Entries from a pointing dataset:
**********

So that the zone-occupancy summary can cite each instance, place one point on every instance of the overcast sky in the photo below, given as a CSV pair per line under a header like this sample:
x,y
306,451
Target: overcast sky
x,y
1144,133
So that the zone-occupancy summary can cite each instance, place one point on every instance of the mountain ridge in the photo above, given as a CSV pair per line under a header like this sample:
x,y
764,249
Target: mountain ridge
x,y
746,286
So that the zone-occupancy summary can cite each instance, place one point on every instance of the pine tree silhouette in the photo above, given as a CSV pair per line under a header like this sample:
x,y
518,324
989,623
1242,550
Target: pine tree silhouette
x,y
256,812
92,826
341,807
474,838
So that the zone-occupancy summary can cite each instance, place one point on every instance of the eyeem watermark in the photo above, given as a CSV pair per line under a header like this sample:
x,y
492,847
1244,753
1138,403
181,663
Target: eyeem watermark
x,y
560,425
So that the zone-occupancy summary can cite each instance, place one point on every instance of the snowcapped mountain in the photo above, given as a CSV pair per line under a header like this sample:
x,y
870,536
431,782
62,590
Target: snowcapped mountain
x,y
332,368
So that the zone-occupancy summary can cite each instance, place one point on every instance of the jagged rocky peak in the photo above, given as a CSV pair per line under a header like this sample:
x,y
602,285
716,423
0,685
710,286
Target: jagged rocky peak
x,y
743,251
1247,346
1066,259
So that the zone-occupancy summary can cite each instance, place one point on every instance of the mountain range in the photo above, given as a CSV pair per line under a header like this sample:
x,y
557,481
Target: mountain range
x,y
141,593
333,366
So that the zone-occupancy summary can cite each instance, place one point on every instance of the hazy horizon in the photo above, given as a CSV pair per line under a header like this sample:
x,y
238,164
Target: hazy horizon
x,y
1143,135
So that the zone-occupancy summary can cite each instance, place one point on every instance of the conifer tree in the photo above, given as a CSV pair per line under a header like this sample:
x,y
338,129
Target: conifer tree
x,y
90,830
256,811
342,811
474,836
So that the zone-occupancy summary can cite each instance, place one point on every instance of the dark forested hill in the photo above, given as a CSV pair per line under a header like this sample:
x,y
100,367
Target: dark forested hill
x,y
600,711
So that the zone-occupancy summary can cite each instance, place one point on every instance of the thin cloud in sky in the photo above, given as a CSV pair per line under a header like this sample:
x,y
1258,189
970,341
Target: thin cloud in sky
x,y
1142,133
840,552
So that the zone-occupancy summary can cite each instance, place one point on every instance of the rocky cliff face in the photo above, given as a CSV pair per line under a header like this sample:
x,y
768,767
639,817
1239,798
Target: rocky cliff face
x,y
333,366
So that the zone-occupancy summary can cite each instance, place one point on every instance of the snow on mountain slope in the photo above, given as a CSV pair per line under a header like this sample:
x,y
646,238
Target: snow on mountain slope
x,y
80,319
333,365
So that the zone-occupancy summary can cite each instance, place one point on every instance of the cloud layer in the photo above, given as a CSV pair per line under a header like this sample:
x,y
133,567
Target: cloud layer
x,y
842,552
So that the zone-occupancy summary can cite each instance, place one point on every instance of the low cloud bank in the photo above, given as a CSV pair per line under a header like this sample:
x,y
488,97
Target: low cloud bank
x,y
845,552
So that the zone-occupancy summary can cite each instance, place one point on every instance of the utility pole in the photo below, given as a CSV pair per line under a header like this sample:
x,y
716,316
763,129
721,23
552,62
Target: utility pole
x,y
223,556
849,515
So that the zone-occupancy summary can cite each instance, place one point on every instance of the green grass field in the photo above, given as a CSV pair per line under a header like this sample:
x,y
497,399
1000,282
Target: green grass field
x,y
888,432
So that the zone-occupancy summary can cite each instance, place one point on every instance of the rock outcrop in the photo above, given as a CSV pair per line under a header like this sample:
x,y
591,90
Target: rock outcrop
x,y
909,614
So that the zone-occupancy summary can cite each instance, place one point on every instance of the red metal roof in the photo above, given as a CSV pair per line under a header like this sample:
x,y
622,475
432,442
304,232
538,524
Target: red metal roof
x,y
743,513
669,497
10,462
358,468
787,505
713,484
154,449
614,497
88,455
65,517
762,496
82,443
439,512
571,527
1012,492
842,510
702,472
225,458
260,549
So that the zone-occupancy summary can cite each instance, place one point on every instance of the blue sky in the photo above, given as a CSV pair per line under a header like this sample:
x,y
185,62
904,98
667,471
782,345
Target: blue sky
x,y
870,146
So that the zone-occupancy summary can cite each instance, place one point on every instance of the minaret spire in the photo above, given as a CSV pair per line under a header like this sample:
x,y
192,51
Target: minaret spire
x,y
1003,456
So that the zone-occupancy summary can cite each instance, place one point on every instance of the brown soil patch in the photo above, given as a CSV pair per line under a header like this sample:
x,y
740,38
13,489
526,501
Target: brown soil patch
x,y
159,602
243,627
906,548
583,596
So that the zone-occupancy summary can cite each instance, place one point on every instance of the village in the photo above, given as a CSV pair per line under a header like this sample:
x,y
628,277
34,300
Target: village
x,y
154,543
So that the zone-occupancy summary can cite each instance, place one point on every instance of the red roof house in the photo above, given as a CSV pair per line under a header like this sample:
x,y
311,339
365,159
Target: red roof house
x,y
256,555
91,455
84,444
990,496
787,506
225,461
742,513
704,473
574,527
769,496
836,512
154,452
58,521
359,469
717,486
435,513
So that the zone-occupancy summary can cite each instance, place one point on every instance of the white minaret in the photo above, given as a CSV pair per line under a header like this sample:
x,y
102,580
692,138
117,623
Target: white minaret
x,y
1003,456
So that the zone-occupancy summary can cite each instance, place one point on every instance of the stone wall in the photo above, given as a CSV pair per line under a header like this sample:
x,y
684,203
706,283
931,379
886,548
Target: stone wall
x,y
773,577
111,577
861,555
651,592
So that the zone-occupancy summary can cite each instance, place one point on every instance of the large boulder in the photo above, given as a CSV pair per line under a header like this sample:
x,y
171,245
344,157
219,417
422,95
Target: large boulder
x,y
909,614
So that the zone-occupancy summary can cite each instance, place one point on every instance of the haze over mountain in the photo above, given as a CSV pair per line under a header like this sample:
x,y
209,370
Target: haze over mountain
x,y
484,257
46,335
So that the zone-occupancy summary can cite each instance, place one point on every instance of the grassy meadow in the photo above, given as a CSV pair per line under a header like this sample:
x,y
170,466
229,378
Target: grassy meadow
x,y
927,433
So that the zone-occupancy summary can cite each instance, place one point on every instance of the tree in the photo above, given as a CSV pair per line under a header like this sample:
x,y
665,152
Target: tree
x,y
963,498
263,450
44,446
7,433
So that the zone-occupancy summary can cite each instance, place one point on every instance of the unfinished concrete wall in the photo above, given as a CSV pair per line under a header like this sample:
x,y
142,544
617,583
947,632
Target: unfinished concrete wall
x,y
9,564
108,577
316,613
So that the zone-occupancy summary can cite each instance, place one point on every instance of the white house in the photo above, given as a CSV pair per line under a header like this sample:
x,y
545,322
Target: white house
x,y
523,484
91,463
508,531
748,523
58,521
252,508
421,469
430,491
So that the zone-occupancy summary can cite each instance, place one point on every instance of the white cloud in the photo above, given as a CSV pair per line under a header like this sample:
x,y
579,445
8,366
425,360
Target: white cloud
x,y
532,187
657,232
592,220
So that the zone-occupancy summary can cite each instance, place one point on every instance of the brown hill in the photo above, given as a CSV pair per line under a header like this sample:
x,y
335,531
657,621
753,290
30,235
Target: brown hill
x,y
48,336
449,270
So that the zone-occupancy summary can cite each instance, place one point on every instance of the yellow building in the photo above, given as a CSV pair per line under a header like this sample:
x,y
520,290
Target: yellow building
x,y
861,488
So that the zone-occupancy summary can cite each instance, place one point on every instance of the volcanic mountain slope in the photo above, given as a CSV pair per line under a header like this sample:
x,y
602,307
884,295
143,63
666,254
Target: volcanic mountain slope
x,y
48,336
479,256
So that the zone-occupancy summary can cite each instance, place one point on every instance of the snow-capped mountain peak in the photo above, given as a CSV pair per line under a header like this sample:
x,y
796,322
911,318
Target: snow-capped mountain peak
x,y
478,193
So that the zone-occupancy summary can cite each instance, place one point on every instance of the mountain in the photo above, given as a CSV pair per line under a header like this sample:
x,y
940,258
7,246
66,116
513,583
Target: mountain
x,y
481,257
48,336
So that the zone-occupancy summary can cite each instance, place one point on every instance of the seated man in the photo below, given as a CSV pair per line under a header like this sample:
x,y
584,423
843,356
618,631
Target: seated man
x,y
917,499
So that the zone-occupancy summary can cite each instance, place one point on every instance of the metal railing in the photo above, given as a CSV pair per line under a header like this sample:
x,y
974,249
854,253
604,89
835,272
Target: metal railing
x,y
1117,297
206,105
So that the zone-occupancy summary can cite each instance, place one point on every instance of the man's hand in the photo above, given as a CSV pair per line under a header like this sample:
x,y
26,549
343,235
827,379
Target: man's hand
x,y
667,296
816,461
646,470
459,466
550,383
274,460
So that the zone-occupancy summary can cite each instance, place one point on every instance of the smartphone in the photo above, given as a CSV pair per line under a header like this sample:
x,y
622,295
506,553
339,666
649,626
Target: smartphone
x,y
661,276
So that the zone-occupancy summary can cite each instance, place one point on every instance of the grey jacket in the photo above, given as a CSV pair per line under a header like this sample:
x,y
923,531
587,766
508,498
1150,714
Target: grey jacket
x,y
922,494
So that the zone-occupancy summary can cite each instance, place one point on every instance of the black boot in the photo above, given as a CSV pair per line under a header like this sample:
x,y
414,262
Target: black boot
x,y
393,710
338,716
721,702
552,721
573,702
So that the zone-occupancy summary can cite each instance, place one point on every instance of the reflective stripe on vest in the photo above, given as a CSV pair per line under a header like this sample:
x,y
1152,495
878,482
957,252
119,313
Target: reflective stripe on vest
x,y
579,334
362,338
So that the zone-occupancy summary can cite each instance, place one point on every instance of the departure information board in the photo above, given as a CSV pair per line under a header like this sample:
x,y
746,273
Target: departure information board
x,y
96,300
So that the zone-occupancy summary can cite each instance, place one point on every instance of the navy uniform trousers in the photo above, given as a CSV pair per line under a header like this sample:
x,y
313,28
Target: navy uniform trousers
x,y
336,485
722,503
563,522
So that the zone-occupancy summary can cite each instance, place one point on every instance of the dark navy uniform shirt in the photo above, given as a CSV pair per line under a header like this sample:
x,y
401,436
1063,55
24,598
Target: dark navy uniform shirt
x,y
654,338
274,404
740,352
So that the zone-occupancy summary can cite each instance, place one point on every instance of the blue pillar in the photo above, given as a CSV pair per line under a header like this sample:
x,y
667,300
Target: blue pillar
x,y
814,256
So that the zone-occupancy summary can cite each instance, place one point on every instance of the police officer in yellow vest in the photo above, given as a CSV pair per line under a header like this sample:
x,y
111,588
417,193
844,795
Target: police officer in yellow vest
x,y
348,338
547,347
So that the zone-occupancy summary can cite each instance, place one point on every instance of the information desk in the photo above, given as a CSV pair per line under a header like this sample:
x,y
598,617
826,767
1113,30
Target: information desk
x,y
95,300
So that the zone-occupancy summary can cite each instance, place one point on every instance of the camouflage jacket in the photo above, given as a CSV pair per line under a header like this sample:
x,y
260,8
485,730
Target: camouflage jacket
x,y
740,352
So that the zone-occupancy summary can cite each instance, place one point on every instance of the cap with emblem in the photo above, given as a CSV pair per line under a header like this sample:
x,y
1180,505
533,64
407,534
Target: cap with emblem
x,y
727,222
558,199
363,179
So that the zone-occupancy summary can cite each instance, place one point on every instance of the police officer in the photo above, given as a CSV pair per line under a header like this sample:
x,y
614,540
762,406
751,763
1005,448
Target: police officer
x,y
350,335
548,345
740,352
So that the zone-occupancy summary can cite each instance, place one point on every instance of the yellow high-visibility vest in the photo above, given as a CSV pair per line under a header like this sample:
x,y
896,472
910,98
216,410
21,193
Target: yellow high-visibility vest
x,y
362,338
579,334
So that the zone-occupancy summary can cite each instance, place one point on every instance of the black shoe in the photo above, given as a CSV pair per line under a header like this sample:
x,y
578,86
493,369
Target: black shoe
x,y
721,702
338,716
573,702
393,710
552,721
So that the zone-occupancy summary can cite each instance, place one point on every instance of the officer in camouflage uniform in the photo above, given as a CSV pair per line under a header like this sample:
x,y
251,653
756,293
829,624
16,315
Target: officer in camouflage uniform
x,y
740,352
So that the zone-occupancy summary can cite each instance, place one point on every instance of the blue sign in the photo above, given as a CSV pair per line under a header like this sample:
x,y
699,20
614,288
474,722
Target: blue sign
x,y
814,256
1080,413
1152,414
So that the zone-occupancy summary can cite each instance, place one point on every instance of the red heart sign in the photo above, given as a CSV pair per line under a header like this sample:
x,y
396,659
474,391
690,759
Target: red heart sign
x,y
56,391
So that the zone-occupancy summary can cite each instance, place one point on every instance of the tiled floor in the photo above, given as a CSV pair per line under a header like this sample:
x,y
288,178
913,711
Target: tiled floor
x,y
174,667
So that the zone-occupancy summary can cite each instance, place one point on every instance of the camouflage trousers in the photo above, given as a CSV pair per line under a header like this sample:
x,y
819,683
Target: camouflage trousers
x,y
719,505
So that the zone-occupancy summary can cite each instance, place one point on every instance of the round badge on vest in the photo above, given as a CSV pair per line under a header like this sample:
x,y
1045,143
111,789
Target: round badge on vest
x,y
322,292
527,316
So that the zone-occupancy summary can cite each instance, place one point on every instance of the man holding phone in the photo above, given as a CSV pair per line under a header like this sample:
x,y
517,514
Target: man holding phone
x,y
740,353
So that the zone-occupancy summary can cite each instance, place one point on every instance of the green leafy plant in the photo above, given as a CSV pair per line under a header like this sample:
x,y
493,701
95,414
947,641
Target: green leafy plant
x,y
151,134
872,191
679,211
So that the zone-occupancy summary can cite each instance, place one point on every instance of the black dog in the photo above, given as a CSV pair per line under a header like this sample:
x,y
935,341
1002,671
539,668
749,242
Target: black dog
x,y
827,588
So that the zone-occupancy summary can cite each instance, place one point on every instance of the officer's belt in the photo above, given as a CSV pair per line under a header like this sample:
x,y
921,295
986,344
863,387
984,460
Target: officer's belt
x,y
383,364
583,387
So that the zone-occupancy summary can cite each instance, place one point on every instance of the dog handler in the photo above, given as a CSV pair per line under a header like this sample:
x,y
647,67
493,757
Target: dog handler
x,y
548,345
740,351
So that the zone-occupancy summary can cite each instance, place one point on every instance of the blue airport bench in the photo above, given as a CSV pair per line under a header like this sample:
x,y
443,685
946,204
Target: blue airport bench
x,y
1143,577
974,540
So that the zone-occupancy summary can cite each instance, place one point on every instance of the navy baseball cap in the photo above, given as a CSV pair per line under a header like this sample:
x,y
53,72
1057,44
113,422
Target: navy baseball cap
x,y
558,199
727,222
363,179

**********

- _Exercise task_: Starting at the line that contains "the dog handler", repeat each line exactly through the last one in the listing. Include both of those lines and nothing more.

- _Task result_:
So that the zone-occupancy summary can cite each instance, place one point on every instance of the dog handler in the photo above, given as a CSV pair per line under a header like this sample:
x,y
647,67
493,757
Target: dog handler
x,y
548,345
740,351
So that the zone-occupancy summary can cite each instance, place one point on every instance of the blue airport bench in the photo above, given as a CSV pair per line under a header like this sample:
x,y
443,685
946,204
Target: blue airport bench
x,y
1143,577
974,540
So that the zone-occupancy summary can cite each instance, place one point on every instance of the navy baseball cap in the photo above, given as a CSV pair per line under a header like this sample:
x,y
53,72
1057,44
113,422
Target: navy baseball cap
x,y
558,199
727,222
363,179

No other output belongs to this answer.